#### Required actions
**1.** From the article on Canadian cybersecurity strategy, reproduce the stretch from "More than half" through "around the world." verbatim.
**2.** According to the article on Canadian cybersecurity strategy, what share of Canadian respondents plan to add full-time cybersecurity personnel in the next year?

#### Excerpted passage
But few confident cyber budgets are being assigned, spent correctly
Nearly all (97 per cent) of Canadian businesses say their cybersecurity strategies will shift as a result of the increased digitization during the COVID-19 pandemic, according to PwC Canada's Digital Trust Insights report.
“Traditional approaches to cyber are struggling to keep up with the pace and scale of digitization and automation. And they're slowing down business strategies and impacting both the top and bottom line. So it's really not surprising that nearly all Canadian executives say their cybersecurity strategies will shift as a result of COVID-19,” said Saj Nair, partner and national leader for cybersecurity, privacy & financial crime at PwC Canada.
More than half (56 per cent) expect to increase their cyber budgets. However, just 34 per cent are really confident their cyber budgets are being assigned and spent correctly, found the survey of more than 3,000 business and technology executives around the world.
“As organizations digitize, getting the most value out of every cyber dollar spent will become even more critical, not just because of our current economic climate, but also because every new digital process can become a vulnerability for cyberattack,” according to PwC Management Services.
Digital changes
The top three cybersecurity approaches that Canadian organizations have implemented, and are currently realizing the most benefits from, are security orchestration and automation (19 per cent), modern identity and access management (17 per cent) and integrated cloud and network security (17 per cent).
Fifty-seven per cent of Canadian executives plan to increase resilience testing to make sure, if a disruptive cyber event occurs, their critical business functions will stay up and running.
In the next year, 42 per cent of Canadian respondents plan to add full-time cybersecurity personnel to their organization, and 94 per cent use or plan to use managed services.
Attacks on web applications rose by 800 per cent in the first six months of 2020 compared to the same period last year, according to a report from CDN and cloud security provider CDNetworks released in November.
Randstad suggests the following tech-based solutions to keep at-home working setup secure:
- Set up two-factor authentication
- Regulate VPN use
- Avoid public networks
- Only use company security-approved devices
- Ask employees to secure their router
Previously, the federal government invested $160,000 in a Montreal-based engineering firm to develop a model that will help protect Canadian companies from cyber-attacks, providing security to the cyber systems that underpin Canada's energy infrastructure.

#### Supplied information
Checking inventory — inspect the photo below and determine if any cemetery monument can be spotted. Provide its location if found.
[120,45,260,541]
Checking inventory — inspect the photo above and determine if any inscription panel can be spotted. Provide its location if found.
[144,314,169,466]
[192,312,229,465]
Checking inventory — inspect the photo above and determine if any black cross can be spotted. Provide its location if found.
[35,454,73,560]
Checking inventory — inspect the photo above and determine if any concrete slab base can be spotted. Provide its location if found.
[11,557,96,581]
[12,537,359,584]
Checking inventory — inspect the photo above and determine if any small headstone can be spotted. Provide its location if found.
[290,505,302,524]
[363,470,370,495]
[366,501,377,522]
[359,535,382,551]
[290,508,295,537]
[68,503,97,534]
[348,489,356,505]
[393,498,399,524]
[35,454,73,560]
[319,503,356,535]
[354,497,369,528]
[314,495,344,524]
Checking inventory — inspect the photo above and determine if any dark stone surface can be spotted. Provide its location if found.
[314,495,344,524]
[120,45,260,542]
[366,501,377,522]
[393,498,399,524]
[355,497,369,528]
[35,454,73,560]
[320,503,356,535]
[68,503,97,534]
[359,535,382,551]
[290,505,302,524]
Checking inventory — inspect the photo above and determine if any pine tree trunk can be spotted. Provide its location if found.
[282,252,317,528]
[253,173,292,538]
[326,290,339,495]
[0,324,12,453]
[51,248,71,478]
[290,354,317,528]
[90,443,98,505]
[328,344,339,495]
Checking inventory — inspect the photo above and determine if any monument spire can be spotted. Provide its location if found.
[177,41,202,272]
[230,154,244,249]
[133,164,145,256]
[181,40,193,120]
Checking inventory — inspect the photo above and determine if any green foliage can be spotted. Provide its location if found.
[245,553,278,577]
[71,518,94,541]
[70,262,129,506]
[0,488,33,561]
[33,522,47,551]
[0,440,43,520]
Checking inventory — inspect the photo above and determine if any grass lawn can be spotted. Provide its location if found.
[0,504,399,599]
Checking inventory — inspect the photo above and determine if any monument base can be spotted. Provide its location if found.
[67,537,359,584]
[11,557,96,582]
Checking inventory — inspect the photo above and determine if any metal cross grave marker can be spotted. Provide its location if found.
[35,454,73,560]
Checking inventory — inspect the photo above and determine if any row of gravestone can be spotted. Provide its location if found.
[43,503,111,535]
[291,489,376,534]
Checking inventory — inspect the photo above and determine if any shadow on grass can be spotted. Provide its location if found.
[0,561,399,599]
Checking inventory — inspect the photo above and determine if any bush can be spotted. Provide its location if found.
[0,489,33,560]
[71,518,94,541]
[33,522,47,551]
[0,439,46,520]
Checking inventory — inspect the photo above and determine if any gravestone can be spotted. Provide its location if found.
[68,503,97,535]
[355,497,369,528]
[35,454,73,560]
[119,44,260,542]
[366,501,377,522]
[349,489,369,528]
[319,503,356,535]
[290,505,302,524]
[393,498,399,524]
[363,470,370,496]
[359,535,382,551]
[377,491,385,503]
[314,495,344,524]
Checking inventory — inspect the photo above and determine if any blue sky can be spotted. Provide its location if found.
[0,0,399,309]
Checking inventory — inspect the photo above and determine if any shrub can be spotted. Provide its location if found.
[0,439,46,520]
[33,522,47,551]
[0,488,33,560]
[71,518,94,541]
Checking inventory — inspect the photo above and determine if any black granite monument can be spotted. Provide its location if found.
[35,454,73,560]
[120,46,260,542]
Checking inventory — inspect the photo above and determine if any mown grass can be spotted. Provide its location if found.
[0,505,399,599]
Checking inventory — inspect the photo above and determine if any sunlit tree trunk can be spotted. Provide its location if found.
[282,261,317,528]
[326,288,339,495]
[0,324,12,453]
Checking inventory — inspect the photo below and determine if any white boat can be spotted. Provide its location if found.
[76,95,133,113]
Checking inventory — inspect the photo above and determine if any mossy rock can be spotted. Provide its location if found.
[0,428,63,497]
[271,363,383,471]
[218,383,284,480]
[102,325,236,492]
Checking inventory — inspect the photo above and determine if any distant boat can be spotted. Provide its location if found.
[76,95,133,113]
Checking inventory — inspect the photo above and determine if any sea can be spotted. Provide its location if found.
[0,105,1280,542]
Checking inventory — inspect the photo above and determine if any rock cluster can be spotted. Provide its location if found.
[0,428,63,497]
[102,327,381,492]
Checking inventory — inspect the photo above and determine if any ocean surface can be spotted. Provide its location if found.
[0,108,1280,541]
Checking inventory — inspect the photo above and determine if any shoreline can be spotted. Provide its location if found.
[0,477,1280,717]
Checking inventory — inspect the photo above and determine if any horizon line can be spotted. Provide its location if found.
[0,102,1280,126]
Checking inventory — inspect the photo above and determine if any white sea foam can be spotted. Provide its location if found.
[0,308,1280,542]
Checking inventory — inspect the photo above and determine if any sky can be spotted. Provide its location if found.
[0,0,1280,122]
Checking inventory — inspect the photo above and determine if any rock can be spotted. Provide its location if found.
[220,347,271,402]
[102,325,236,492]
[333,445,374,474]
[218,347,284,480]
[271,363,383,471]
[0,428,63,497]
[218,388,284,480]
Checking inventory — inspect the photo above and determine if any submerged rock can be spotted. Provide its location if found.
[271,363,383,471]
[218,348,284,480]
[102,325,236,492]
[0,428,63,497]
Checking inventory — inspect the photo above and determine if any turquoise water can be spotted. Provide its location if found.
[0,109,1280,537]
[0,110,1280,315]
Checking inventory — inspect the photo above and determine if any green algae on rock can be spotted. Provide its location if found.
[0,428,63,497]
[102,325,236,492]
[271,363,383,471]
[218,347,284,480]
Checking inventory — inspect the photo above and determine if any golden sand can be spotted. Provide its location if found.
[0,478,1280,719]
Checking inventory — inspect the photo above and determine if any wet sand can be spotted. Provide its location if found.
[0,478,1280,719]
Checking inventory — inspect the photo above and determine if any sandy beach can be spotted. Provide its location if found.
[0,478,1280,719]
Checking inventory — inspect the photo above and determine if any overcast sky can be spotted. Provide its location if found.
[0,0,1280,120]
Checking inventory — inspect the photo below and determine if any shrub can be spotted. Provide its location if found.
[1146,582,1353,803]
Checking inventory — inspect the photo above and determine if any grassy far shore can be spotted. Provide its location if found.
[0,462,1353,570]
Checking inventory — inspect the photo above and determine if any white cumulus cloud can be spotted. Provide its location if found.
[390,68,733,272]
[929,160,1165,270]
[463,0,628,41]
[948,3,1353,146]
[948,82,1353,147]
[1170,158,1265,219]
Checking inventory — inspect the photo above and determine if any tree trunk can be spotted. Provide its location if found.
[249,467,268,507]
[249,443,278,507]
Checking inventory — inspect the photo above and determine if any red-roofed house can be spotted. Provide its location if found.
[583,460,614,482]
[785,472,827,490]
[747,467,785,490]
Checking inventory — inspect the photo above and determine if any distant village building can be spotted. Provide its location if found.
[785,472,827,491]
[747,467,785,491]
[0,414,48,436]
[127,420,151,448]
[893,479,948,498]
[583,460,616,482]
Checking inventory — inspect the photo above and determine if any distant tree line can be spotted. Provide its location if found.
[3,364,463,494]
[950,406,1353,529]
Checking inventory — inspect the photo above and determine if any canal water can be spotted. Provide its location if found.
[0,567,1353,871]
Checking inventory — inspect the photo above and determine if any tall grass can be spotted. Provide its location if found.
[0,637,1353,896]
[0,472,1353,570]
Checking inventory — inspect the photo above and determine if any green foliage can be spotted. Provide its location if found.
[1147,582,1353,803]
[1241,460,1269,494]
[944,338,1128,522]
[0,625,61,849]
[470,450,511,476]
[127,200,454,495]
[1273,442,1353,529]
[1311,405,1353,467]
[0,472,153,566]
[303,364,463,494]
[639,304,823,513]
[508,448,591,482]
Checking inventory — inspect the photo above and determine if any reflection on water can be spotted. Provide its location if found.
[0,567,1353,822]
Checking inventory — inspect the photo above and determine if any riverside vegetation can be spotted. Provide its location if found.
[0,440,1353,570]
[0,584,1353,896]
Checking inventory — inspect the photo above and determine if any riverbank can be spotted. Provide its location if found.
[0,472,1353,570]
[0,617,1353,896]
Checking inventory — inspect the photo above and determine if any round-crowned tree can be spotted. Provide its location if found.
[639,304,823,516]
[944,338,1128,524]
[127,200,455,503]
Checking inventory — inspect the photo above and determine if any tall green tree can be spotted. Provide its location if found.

#### Response list
**1.**
More than half (56 per cent) expect to increase their cyber budgets. However, just 34 per cent are really confident their cyber budgets are being assigned and spent correctly, found the survey of more than 3,000 business and technology executives around the world.

**2.** 42 percent